Task statement: Give the entries again exactly, every one of them.

Listed records:

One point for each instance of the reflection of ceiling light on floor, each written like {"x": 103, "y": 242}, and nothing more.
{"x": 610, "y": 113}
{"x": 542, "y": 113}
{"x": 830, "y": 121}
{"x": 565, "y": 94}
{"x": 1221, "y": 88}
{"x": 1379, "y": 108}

Expected answer:
One point for each instance of the reflection of ceiling light on floor, each written like {"x": 103, "y": 242}, and nothing more.
{"x": 610, "y": 113}
{"x": 542, "y": 113}
{"x": 830, "y": 121}
{"x": 565, "y": 94}
{"x": 1221, "y": 88}
{"x": 1379, "y": 108}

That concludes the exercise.